------ PROVIDED PASSAGE ------

In this highland zone, there are several springs which form rivers and tributaries, crossing the greater part of the park. There are waterfalls associated with Río el Milagro. The hydrological basin is that of the Pánuco River. Sportive fishing occurs at El Cedral.

== Flora and fauna ==
This forest presents one of the best ecosystems preserved in the zone that corresponds to the splits between the North and the Valley of Mexico. Vegetation is diverse, housing some endemic species and others that are not very abundant or predominate in the country, in particular the Cupressus which is not very common in the Mexican forests.

The following species of trees are present in the park: Pinus teocote and Pinus rudis; Abies (fir), particularly Abies religiosa; Quercus (oak), particularly Quercus laurina, Quercus affinis, Quercus rugosa, and Quercus mexicana. Of Cupressus, Cupressus lusitanica and Cupressus benthamii are featured. The juniper Juniperus monticola forms thickets.

A total of 17 species have been categorized for special protection under the agreement NOM-59-SEMARNAT-2001).

== Recreation ==
The visitor center and park office offer tourist information, a cafeteria, an audiovisual area, and an exhibition space. Additionally, there is a tower equipped for forest fire detection and surveillance. Accommodations include the Alpine Hostel “Miguel Hidalgo”, a trailer park, and the Oriel “Crag of the Raven”. Two low-impact ecotourism campsites are also available in the area.

------ ENTRIES PROVIDED ------

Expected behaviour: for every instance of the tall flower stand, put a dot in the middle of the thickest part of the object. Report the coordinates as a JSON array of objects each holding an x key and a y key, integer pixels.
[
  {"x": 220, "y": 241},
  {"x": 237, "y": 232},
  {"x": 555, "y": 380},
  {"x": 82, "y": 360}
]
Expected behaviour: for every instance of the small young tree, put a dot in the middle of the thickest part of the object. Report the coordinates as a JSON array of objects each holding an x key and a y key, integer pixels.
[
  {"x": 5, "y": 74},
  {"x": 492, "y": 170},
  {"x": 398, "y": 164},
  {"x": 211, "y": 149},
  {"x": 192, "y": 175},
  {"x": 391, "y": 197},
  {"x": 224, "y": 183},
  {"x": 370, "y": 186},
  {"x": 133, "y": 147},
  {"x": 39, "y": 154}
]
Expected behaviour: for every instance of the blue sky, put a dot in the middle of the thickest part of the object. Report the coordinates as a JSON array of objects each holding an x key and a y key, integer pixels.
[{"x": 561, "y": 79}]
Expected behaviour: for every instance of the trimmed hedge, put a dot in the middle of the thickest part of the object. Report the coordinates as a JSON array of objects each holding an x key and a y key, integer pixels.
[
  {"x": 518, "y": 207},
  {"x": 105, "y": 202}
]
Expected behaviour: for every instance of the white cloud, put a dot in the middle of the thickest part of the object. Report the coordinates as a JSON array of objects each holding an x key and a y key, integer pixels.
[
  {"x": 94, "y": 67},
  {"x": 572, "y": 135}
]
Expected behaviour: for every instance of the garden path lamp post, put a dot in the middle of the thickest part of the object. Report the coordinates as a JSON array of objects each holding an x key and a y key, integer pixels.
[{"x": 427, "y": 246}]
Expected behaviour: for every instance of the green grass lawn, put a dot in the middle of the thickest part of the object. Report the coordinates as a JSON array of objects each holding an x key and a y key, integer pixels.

------

## TASK DIRECTIONS
Return, copied without change from the park passage, the part that opens with the words containing "The following species" and closes with "the agreement NOM-59-SEMARNAT-2001).".

## EXERCISE OUTPUT
The following species of trees are present in the park: Pinus teocote and Pinus rudis; Abies (fir), particularly Abies religiosa; Quercus (oak), particularly Quercus laurina, Quercus affinis, Quercus rugosa, and Quercus mexicana. Of Cupressus, Cupressus lusitanica and Cupressus benthamii are featured. The juniper Juniperus monticola forms thickets.

A total of 17 species have been categorized for special protection under the agreement NOM-59-SEMARNAT-2001).